[START]
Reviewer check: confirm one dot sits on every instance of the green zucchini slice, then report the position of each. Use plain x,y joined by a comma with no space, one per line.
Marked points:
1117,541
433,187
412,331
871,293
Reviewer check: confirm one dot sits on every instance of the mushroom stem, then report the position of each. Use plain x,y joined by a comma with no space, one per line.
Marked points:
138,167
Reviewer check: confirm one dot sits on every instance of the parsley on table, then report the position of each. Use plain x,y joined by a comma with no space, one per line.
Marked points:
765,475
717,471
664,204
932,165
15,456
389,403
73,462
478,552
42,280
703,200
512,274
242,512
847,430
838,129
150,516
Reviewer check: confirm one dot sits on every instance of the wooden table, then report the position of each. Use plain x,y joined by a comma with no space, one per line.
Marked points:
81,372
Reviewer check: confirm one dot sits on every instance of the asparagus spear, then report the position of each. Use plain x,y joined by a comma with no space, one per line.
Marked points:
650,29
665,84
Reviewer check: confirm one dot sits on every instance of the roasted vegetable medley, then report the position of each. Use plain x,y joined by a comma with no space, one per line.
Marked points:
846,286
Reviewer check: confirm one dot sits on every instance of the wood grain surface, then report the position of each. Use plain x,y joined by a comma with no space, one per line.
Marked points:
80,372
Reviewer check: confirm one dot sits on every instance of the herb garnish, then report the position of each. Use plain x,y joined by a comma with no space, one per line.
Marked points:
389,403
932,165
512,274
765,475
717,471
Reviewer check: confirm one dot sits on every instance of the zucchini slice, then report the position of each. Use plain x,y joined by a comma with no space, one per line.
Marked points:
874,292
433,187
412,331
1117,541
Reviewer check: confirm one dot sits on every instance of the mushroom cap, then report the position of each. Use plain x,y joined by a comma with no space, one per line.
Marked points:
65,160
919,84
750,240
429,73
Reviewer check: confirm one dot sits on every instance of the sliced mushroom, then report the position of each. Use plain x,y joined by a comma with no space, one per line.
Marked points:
[END]
- Direction -
Please change every "Marked points" in the records above to "Dot positions", and give the records again with nothing else changed.

- Result of the task -
Reviewer check: confirm one dot sits on every instance of the green zucchini slice, then report the position of each. Use plain x,y joined by a comma with no space, one per line.
Dot positions:
1117,541
433,187
412,331
871,293
Reviewer check: confirm one dot sits on every instance of the mushroom stem, then report the position of each. Use plain x,y joined by a comma with no space, one per line.
Dot positions:
138,167
Reviewer check: confirm one dot sits on every instance of the parsley on table, then report the position of each. Use plain x,y joined by a comma with no space, one per line.
Dot positions:
765,475
717,471
664,204
932,165
15,456
389,403
73,462
478,552
42,280
703,200
512,274
242,512
847,430
838,129
150,516
Reviewer check: confirm one dot sits on every instance of the wooden table, then report the position of each. Use plain x,y joined by a comma with no space, one per line.
Dot positions:
81,372
Reviewer check: confirm one dot sits on every instance of the asparagus spear, then report the position of each. Use plain x,y joined by a comma with no space, one per line.
Dot positions:
650,29
665,84
Reviewer check: confirm one dot sits on every instance of the roasted vegetable medley, then report the position of each. Use plain x,y joined by a comma with no space, one per line.
Dot positions:
846,286
Reviewer check: confirm one dot sits on every instance of the wood grain surface, then report the position of each. Use plain x,y joined by a comma with no space, one per line.
Dot positions:
80,372
Reviewer check: confirm one dot sits on every instance of the herb garnish, then report the position of each. Use plain x,y joined by a comma with no space, one per line.
Dot positions:
389,403
932,165
512,274
765,475
717,471
Reviewer check: confirm one dot sits on every instance of the zucchini slice, then report the position of each. Use plain x,y joined by a comma with no space, one per line.
Dot positions:
874,292
433,187
412,331
1117,541
Reviewer check: confirm one dot sits on every instance of the mushroom cap, then report the position of each. Use plain x,y joined by a comma with no space, one per line.
Dot positions:
65,160
919,84
750,240
429,73
Reviewer check: confirm one dot sits on every instance of the sliced mushroom, then report the position of each. Use plain x,y joined by a comma with no space, one per line.
Dot positions:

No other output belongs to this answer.